** Start **

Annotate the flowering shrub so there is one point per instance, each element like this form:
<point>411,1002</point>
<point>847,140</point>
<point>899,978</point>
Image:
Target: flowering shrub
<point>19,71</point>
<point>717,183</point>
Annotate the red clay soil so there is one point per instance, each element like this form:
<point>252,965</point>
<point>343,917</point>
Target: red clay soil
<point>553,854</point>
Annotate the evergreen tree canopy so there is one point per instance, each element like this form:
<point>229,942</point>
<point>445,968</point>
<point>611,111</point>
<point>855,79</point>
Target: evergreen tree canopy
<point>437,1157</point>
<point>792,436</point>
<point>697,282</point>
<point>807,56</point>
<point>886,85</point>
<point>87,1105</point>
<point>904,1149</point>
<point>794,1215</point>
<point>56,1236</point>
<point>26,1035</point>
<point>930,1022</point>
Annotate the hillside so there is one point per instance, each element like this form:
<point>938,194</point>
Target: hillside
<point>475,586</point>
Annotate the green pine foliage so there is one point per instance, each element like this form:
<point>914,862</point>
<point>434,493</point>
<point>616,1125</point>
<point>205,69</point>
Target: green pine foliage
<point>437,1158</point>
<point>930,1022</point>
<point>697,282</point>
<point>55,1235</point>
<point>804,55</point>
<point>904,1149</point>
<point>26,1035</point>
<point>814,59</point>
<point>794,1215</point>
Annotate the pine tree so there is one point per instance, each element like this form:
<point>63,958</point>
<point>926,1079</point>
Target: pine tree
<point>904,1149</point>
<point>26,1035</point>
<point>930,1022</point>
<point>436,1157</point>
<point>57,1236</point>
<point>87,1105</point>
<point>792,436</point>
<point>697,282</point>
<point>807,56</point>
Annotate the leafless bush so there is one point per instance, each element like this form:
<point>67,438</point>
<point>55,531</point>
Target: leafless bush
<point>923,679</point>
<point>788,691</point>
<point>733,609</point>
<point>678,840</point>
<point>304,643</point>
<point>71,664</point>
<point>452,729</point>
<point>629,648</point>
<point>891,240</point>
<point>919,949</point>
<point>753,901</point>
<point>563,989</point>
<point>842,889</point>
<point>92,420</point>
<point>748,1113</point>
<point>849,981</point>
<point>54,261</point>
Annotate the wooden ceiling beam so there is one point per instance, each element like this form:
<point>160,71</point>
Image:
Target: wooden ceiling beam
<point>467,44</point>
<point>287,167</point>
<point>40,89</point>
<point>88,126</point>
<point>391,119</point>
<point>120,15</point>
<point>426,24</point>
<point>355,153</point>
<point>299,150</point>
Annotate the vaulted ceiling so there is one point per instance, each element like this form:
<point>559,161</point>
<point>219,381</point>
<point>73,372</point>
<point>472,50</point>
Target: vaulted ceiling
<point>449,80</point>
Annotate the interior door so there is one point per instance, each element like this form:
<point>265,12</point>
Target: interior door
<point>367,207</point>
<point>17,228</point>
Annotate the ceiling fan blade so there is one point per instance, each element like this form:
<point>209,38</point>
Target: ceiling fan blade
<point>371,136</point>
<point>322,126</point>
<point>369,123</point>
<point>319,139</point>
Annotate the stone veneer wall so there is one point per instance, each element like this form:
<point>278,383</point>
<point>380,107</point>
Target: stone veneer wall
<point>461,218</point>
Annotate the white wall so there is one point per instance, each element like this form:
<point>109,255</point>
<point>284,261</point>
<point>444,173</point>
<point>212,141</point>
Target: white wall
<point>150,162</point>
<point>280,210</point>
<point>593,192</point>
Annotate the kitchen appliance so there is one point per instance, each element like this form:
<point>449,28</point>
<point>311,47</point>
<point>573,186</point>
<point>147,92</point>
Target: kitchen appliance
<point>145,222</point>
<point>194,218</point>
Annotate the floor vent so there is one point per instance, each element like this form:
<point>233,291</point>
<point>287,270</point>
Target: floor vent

** End **

What the task requires:
Reproduce all of the records above, swapping every "Annotate" for "Label" and leaving everything else unchanged.

Reply:
Label the flowering shrub so there is one point per instance, each element like this form:
<point>411,1002</point>
<point>847,140</point>
<point>899,978</point>
Image:
Target: flowering shrub
<point>19,71</point>
<point>717,183</point>
Label the red clay soil so there is one point per instance, each element like this form:
<point>252,965</point>
<point>343,917</point>
Target: red clay soil
<point>553,854</point>
Label the evergreen tree canopy so there is one point per instance, each element like this form:
<point>229,942</point>
<point>445,968</point>
<point>611,111</point>
<point>855,79</point>
Target: evergreen tree canopy
<point>437,1157</point>
<point>792,436</point>
<point>697,282</point>
<point>807,56</point>
<point>886,85</point>
<point>87,1105</point>
<point>904,1149</point>
<point>794,1215</point>
<point>56,1236</point>
<point>26,1035</point>
<point>930,1022</point>
Label the hillside so there is one point per instance, each element like this form:
<point>938,194</point>
Target: hillside
<point>475,586</point>
Label the green pine foliage so there is one point per instance, each element like this form:
<point>914,862</point>
<point>434,493</point>
<point>616,1125</point>
<point>205,69</point>
Target: green pine foliage
<point>437,1158</point>
<point>930,1022</point>
<point>697,282</point>
<point>55,1235</point>
<point>804,55</point>
<point>904,1149</point>
<point>26,1035</point>
<point>814,59</point>
<point>794,1215</point>
Label the pine tree so there is one point per instance, each element like this form:
<point>63,958</point>
<point>926,1079</point>
Target: pine tree
<point>904,1149</point>
<point>26,1035</point>
<point>930,1022</point>
<point>436,1157</point>
<point>57,1236</point>
<point>87,1105</point>
<point>792,436</point>
<point>697,282</point>
<point>807,56</point>
Label the leafless bush so there is one point per instance, each element like this form:
<point>67,438</point>
<point>55,531</point>
Target: leafless bush
<point>923,679</point>
<point>788,691</point>
<point>733,609</point>
<point>678,840</point>
<point>304,643</point>
<point>71,664</point>
<point>452,729</point>
<point>629,648</point>
<point>891,240</point>
<point>919,949</point>
<point>753,901</point>
<point>563,989</point>
<point>842,889</point>
<point>92,420</point>
<point>748,1113</point>
<point>849,981</point>
<point>54,261</point>
Label the wooden ceiling beam so there is one point per instance, each element like this form:
<point>160,71</point>
Image:
Target: wooden ceiling beam
<point>467,44</point>
<point>287,167</point>
<point>40,89</point>
<point>88,126</point>
<point>391,119</point>
<point>120,15</point>
<point>426,24</point>
<point>355,153</point>
<point>299,150</point>
Label the vaulted ceiling so there is one point per instance, each element like this form:
<point>559,161</point>
<point>219,381</point>
<point>73,372</point>
<point>472,50</point>
Target: vaulted ceiling
<point>449,80</point>
Label the interior door so there is one point per instance, each element like this form:
<point>265,12</point>
Target: interior door
<point>367,207</point>
<point>17,228</point>
Label the ceiling fan blade so there is one point per instance, each element like this form:
<point>209,38</point>
Target: ceiling fan blade
<point>371,136</point>
<point>322,126</point>
<point>369,123</point>
<point>319,139</point>
Label the stone veneer wall so there is one point per instance, each element like this form:
<point>278,383</point>
<point>380,107</point>
Target: stone veneer wall
<point>461,218</point>
Label the white wall so there is one point per instance, each element like this form:
<point>109,255</point>
<point>284,261</point>
<point>444,173</point>
<point>212,141</point>
Target: white wall
<point>150,162</point>
<point>280,210</point>
<point>593,192</point>
Label the kitchen appliance so there is one point per instance, each element like this form:
<point>449,28</point>
<point>311,47</point>
<point>573,186</point>
<point>147,92</point>
Target: kitchen appliance
<point>145,222</point>
<point>194,218</point>
Label the floor vent so there is one point per instance, each element like this form:
<point>233,291</point>
<point>287,270</point>
Target: floor vent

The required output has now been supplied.